_Given task_: Find each line in the records below that contains the word "flesh" and copy those lines.

_Data listing_:
⁂

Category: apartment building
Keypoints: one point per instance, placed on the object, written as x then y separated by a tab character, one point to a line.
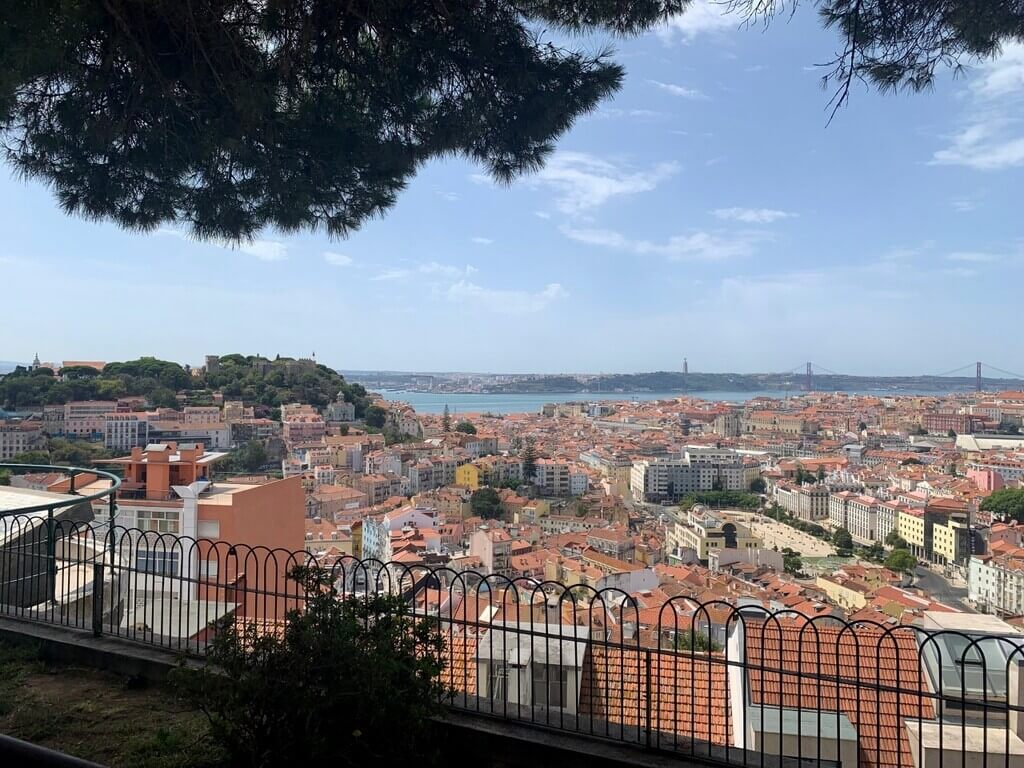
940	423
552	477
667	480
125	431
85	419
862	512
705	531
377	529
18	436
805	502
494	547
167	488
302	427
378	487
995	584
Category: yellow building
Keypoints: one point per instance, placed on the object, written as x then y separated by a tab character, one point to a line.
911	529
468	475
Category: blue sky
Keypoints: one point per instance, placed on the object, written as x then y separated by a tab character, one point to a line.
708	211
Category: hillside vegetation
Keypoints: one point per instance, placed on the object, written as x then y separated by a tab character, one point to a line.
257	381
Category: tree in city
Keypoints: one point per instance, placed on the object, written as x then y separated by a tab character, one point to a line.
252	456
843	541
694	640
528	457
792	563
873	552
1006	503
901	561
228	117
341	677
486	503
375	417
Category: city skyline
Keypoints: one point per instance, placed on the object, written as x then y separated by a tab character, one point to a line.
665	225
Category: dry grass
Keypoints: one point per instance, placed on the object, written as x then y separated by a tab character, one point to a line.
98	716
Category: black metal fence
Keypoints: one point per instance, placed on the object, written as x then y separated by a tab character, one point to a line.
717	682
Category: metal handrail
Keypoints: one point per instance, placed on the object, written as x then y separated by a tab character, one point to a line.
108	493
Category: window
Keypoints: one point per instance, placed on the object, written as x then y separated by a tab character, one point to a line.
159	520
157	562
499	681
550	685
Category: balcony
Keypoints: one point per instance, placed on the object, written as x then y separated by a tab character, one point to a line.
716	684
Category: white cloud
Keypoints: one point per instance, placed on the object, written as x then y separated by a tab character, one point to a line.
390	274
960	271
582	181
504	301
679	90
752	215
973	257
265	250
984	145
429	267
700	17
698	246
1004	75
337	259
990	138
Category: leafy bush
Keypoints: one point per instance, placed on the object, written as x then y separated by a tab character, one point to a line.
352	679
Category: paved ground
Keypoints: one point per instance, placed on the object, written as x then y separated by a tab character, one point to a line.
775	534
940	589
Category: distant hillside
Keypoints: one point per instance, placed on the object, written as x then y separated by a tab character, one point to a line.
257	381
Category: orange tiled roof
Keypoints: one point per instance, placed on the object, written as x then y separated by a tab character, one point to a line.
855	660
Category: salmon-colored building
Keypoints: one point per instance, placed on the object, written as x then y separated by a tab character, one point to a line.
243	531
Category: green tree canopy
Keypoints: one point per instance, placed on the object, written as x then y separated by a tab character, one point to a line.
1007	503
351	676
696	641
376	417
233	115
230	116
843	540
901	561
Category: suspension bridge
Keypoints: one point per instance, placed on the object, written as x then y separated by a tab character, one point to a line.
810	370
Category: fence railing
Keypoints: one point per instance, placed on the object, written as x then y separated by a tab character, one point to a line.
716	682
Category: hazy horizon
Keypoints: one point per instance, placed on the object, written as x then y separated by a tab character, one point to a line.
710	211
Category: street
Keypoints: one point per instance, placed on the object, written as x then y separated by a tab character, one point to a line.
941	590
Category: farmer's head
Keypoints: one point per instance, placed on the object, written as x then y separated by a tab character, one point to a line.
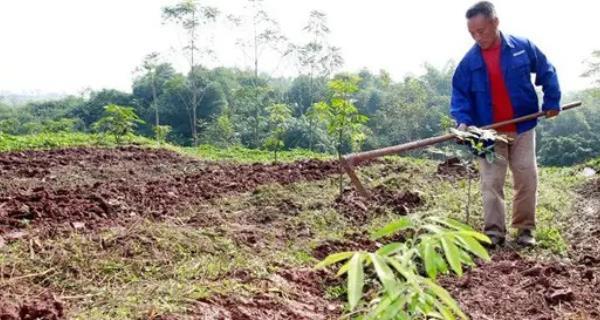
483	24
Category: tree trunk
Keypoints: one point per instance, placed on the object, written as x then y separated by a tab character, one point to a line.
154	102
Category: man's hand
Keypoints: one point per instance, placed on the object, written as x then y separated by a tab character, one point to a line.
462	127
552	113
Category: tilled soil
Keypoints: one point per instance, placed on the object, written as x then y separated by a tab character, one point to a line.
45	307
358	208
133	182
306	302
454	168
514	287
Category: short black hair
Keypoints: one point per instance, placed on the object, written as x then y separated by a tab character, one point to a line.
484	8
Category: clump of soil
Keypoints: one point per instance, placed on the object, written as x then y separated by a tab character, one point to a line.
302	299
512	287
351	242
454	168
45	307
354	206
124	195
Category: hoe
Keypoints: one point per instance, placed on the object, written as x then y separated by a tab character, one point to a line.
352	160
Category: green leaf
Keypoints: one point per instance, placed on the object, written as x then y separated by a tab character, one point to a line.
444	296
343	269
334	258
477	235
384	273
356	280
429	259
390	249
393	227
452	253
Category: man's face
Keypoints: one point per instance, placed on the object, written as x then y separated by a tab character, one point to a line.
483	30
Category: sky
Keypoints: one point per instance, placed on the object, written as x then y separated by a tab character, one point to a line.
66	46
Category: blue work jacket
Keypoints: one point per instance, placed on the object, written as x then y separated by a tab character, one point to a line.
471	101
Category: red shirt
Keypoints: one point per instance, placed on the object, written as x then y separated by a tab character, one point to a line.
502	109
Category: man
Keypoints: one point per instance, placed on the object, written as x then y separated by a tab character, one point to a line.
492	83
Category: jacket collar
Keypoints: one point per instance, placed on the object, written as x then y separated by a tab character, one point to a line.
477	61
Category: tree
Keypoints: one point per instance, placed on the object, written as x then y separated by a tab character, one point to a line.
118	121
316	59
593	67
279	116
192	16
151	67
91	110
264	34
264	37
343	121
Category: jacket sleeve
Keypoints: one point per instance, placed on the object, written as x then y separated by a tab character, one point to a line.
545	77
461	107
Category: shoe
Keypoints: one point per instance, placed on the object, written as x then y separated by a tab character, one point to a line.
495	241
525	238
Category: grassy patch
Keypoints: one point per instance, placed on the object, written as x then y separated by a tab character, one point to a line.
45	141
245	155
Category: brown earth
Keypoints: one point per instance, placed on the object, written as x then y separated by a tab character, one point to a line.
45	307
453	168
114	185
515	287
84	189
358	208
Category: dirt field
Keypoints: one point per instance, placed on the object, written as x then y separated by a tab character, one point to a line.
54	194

⁂

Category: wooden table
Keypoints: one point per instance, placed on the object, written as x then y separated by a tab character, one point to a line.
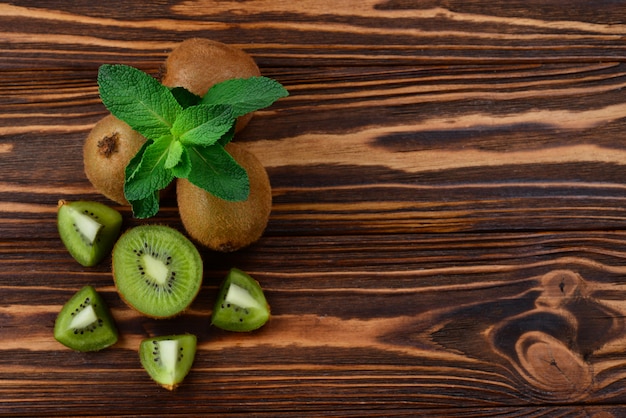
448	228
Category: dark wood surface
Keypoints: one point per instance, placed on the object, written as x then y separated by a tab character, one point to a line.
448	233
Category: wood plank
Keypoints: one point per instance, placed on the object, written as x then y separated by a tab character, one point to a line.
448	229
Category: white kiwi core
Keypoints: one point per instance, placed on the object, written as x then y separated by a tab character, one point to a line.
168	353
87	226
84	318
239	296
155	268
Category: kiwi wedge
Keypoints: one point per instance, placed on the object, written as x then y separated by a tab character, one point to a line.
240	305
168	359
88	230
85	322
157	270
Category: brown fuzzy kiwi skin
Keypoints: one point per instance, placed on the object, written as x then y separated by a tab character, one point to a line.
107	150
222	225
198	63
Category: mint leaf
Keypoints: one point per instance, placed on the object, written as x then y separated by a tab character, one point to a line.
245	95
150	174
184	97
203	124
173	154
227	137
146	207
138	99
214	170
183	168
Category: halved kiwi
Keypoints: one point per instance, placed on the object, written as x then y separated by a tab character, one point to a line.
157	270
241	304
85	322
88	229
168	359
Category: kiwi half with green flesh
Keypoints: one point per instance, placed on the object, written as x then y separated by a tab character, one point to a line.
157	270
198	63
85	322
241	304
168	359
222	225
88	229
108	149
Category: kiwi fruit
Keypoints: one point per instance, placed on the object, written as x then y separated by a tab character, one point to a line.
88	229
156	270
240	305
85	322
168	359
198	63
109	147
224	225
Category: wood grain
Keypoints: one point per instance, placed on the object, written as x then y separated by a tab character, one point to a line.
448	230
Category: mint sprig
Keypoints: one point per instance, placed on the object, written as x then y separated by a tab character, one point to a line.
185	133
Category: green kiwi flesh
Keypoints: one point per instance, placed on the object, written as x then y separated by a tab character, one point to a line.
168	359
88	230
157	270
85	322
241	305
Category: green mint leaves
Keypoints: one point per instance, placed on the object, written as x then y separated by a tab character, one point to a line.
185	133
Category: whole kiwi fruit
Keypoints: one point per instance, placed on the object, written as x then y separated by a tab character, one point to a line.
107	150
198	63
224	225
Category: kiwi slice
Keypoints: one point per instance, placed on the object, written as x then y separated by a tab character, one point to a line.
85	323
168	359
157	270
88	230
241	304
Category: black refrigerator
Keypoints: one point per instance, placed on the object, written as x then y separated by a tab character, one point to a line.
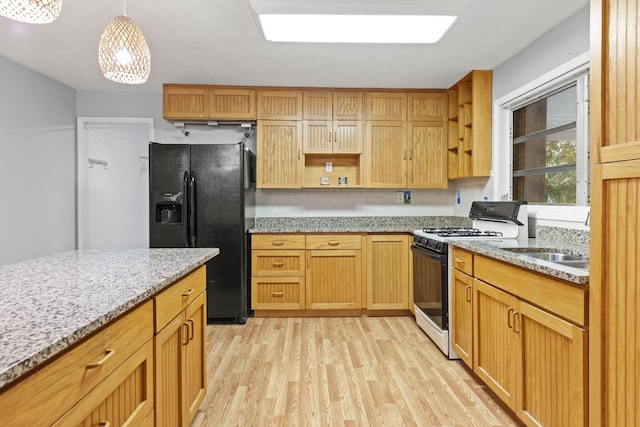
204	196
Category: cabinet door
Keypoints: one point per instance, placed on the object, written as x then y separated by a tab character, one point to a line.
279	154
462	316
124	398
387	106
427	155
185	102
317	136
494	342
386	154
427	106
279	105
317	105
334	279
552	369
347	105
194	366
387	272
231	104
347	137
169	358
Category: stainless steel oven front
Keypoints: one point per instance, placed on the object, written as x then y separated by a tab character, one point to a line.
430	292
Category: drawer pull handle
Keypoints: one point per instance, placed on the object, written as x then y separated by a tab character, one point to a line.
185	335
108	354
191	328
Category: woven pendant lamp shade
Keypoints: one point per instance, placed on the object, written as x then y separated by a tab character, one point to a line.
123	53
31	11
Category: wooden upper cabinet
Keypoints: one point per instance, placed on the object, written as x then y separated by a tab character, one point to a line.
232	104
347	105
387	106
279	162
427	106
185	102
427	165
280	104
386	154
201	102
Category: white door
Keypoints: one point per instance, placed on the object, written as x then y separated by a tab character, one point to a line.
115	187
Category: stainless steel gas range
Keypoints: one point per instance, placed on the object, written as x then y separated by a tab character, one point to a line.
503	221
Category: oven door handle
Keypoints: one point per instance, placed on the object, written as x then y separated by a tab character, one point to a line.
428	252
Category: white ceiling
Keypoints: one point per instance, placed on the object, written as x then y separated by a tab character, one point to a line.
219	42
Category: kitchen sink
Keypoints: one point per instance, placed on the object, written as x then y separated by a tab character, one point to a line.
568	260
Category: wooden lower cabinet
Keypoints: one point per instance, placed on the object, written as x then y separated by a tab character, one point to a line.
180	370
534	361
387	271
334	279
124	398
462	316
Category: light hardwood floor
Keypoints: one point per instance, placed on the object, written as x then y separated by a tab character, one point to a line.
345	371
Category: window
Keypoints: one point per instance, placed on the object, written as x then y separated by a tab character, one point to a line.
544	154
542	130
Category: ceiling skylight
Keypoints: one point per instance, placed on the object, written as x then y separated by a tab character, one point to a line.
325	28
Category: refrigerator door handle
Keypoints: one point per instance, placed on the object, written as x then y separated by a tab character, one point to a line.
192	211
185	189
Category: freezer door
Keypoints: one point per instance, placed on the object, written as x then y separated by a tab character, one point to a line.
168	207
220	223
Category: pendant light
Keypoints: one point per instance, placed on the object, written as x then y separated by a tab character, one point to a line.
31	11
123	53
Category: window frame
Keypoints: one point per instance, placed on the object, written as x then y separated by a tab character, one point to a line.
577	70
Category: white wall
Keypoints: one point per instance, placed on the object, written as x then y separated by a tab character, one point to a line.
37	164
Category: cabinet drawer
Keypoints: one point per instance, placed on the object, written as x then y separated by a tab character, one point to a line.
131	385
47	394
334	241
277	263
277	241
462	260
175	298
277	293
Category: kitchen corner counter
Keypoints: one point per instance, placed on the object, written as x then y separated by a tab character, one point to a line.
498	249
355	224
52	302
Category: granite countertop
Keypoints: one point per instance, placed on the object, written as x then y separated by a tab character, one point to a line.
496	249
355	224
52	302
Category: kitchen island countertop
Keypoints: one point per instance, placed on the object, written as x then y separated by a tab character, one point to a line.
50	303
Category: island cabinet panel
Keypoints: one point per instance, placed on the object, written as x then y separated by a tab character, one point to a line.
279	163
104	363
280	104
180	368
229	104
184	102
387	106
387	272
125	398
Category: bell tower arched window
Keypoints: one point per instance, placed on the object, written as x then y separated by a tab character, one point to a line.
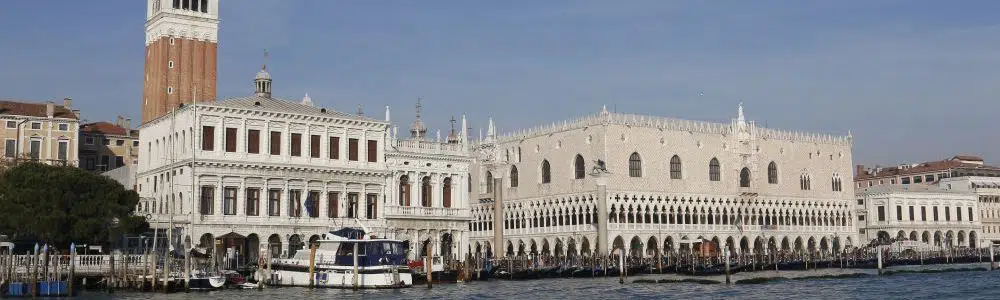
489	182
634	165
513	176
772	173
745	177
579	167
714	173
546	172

⁂

_Expected answer_:
Category: kiwi half with green flesh
Category: green kiwi flesh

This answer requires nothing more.